> Texto fornecido
------------------------------------------------

Passei a maior parte de minha vida pensando neles. Esta tem sido a maneira que encontrei de evitar cair, por ora, nesses interstícios.

É verdade que o tempo está ficando mais curto. Os intervalos para a eternidade estão mais pequenos. Porém, não menos notáveis. Temos logrado protelar a incontornável e derradeira queda por mais algumas décadas. Estamos vivendo mais tempo. Vemos mais gente velha em todos os lugares. É mais raro que elas tropecem e caiam por estes intervalos. Então, podemos encontrar pais e filhos jovens que parecem irmãos e igualmente, duplas de idosas que na verdade são mãe e filha. Não nego que muitos jovens, especialmente os pobres, despenquem por esses intervalos, dissimulados que se ocultam entre os instantes eufóricos, nas madrugadas de juventude.

Num tempo esquecido, em que as tardes da alma eram intermináveis, os intervalos para eternidade eram vastas armadilhas que impediam o crescimento da população do mundo. Febres e diarreias matavam mais de um terço de todas as crianças, a fome e os predadores, outro terço. E os que chegavam a vida adulta poderiam morrer de um simples ferimento, em decorrência de um inverno prolongado, de chuvas escassas ou excessivas que arruinassem uma única colheita. Ser assassinado era a norma. O abandono quando doente ou debilitado, uma forma de aliviar o fardo da família e da tribo.

------------------------------------------------

> Dados do exercício
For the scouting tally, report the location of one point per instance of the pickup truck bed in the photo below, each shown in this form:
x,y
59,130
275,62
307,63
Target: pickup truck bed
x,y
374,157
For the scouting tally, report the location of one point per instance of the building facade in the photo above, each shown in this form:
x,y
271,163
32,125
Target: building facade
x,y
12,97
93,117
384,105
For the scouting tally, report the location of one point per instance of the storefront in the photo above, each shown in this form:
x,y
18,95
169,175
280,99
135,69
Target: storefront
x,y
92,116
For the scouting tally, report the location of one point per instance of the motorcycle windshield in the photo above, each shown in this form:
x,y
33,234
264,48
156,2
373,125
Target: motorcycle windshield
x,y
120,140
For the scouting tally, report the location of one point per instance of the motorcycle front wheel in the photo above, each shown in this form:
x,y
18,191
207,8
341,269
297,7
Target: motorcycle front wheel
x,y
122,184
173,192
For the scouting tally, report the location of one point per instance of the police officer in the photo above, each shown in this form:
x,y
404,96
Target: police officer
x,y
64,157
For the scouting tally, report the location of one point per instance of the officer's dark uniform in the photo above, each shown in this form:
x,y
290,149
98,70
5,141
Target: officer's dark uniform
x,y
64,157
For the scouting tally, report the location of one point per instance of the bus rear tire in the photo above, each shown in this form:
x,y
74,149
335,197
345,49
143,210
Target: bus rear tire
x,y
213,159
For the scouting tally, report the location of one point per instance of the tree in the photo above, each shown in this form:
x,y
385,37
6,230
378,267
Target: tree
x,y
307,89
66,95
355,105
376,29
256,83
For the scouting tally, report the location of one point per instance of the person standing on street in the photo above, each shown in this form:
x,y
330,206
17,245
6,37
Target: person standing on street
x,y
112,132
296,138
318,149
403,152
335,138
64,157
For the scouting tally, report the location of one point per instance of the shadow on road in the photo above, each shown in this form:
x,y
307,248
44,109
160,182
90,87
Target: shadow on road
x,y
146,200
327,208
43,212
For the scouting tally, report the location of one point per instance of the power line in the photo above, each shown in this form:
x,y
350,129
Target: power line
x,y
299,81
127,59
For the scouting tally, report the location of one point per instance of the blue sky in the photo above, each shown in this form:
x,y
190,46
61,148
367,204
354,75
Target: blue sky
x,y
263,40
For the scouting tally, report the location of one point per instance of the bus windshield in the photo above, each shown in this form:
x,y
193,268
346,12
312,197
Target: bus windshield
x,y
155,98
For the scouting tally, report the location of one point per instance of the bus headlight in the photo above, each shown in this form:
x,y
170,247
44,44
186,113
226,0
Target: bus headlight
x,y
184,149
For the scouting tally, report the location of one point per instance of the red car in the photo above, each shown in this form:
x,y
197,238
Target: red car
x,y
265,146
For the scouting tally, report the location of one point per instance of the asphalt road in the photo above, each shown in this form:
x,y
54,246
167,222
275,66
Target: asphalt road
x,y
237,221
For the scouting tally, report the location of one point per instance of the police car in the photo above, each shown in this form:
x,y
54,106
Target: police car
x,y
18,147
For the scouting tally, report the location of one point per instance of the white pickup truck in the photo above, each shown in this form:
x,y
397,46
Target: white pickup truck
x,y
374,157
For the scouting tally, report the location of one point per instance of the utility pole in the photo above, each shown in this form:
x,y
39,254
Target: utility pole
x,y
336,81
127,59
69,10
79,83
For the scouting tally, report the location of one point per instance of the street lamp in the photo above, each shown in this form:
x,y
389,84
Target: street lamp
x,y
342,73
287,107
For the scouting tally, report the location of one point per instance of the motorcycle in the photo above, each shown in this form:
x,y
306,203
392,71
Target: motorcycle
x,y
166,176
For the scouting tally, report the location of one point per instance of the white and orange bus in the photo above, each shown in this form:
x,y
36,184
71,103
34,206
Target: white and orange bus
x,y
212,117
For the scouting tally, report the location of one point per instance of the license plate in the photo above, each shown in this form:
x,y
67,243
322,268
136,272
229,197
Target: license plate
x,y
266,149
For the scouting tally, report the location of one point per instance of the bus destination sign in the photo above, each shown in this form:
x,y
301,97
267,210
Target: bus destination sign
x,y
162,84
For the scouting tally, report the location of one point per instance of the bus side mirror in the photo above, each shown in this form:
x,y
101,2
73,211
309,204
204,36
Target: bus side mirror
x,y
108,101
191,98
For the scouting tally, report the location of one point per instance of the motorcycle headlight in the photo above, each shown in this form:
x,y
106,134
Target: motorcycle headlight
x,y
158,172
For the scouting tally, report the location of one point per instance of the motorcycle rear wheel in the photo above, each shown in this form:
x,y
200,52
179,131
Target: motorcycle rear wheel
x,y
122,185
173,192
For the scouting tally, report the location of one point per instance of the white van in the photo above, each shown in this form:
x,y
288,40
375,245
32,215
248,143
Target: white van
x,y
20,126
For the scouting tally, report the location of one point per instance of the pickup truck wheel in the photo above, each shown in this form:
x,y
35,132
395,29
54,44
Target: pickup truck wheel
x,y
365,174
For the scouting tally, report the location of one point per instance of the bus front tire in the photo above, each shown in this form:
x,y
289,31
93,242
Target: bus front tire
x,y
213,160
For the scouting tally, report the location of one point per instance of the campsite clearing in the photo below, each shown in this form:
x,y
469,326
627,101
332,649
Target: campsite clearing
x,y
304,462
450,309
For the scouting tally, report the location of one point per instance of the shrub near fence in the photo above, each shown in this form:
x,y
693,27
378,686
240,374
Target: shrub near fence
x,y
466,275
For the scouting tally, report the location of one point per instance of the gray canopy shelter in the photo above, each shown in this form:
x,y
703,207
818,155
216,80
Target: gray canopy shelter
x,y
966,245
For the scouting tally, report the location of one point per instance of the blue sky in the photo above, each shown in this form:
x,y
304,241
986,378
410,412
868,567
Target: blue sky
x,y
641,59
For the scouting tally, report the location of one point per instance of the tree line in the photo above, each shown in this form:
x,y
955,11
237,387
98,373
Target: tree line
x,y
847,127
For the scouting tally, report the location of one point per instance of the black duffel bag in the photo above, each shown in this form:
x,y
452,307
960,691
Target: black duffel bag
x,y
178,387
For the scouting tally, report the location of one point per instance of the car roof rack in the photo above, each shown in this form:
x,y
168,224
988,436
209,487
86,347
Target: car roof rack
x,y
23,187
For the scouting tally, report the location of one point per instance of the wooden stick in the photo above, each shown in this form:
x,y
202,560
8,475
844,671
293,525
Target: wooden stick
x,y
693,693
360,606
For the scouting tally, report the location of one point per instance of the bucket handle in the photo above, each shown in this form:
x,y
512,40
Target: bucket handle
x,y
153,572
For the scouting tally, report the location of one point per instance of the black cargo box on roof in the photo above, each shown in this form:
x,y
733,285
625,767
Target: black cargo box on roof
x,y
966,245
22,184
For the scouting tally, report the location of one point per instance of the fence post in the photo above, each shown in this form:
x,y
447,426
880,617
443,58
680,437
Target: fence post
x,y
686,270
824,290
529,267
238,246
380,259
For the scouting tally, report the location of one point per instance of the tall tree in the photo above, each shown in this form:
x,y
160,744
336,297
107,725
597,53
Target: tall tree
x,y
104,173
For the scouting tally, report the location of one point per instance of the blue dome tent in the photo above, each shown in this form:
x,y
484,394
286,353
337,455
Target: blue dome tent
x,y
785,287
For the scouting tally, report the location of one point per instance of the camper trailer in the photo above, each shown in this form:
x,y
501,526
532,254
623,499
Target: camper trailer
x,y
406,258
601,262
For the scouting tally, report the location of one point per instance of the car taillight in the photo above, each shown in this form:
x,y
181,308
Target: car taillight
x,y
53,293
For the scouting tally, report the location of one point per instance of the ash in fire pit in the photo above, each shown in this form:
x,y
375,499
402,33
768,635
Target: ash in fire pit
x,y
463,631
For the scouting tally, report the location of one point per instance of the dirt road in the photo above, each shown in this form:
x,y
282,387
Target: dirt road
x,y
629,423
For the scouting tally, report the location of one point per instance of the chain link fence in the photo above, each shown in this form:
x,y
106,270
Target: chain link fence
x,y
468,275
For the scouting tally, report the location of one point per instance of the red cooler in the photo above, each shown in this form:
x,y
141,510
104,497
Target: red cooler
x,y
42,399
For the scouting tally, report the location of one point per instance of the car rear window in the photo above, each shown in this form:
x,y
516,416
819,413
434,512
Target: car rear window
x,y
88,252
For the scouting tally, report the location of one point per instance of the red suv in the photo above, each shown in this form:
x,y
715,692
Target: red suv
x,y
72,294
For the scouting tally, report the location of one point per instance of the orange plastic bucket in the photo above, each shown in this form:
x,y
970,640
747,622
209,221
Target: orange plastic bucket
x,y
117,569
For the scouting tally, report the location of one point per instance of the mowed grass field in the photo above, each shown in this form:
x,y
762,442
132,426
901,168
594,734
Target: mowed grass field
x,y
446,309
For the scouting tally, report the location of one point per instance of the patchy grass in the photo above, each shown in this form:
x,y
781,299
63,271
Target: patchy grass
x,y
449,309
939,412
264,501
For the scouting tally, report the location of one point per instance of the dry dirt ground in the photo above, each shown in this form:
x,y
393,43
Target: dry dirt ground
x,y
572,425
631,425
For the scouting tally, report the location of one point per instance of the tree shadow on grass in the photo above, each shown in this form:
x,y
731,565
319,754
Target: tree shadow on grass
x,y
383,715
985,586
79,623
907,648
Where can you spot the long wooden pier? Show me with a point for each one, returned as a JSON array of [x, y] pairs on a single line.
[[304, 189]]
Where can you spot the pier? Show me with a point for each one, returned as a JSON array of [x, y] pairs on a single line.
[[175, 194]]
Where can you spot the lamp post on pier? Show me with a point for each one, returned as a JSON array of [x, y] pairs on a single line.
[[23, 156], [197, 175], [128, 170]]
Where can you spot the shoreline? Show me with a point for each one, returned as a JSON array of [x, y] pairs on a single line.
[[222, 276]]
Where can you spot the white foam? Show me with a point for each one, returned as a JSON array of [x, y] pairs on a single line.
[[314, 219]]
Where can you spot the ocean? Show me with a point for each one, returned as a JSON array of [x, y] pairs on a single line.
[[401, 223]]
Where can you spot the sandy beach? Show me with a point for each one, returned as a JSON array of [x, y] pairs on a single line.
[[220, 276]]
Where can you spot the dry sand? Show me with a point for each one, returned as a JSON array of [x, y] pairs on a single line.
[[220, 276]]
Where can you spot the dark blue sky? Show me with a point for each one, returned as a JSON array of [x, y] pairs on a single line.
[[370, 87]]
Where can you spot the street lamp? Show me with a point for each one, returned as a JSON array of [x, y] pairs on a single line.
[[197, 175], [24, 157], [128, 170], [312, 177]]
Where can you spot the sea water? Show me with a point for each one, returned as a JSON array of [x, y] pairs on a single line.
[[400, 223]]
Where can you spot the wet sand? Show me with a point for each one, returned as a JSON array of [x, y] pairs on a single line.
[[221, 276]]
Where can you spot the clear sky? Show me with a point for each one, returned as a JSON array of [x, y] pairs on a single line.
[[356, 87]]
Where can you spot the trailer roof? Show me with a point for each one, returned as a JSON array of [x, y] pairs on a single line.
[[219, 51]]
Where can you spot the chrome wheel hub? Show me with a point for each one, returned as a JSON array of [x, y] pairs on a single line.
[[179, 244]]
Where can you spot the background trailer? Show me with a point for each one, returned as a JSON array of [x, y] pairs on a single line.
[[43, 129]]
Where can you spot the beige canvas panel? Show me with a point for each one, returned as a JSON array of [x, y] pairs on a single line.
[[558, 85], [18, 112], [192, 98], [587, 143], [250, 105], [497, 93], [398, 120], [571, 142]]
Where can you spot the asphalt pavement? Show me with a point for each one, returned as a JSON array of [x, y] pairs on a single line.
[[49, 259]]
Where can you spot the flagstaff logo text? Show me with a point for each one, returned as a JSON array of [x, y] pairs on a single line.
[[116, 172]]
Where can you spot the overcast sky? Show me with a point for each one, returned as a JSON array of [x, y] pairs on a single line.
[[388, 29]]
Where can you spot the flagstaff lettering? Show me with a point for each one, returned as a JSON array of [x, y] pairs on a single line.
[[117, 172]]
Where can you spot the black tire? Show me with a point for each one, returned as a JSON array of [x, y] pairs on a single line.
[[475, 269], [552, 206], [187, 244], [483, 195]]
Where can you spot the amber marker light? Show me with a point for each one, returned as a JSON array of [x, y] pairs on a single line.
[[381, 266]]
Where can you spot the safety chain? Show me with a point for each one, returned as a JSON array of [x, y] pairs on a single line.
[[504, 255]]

------------------------------------------------

> Instruções das tarefas
[A] Traduza para o inglês a seguinte frase do texto sobre os intervalos para a eternidade: "Febres e diarreias matavam mais de um terço de todas as crianças, a fome e os predadores, outro terço."
[B] Prossiga com o texto sobre os intervalos para a eternidade a partir da última frase apresentada.

> Respostas do exercício
[A] Fevers and diarrhea killed more than a third of all children; hunger and predators, another third.

[B]
Os tempos antigos, mais lentos e dilatados, permitiam que os intervalos para o infinito levassem as pessoas antes ainda dos 35 anos. Essa antiguidade se perde em nossa memória e podemos dizer que era assim no mundo todo há 10 mil anos. Mas também é verdade que ainda se via um tempo desenrolando-se lentamente em muitas partes do mundo há apenas cerca de cem, cento e cinquenta anos. Agora, quase não restam lugares onde o tempo passe lentamente.

Hoje, vivemos rodeados de narrativas de quedas nesses intervalos assustadores que ameaçam carregar nossa ínfima finitude para a eternidade silenciosa. Ligamos a TV, nos conectamos a uma rede social, espiamos um vídeo na tela negra de nossos Smarthphones e lá estão eles: Uma bala perdida em um tiroteio na periferia; uma distração ao atravessar a rua, em uma faixa de segurança; uma colisão num cruzamento; uma nova doença contagiosa, aguda ou crônica; o débito dos créditos de nossos hábitos sexuais, alimentares e de lazer; a ira insana de um parente ou amigo; um acidente por imprudência, ou mesmo um esquecimento…

E entre todos os milhões que sabem falar e ouvir, não encontraremos um único que não saiba, não tenha ouvido ou lido, que perdemos para o nada eterno uma criança de colo presa no banco de traz de um carro estacionado sob o sol.

O tema de toda a literatura, cinema, teatro, música, de todo entretenimento, mas também daquilo que é, mas não é apenas distração, como notícia, engajamento político, hábito e filosofia de vida, tudo enfim se relaciona de uma forma direta, indireta, sutil ou ostensiva com a forma de lidar com os intervalos da eternidade que saturam o tempo. Sempre presentes, eles sustentam a arquitetura da existência ao mesmo tempo em que são a substância que dissolve o tudo que existe, no nada. Fundação e fundamento, onde tudo desaba para silenciar e tornar eterno cada passo que tenhamos ousado dar ou que, por um segundo de hesitação, não aconteceu jamais.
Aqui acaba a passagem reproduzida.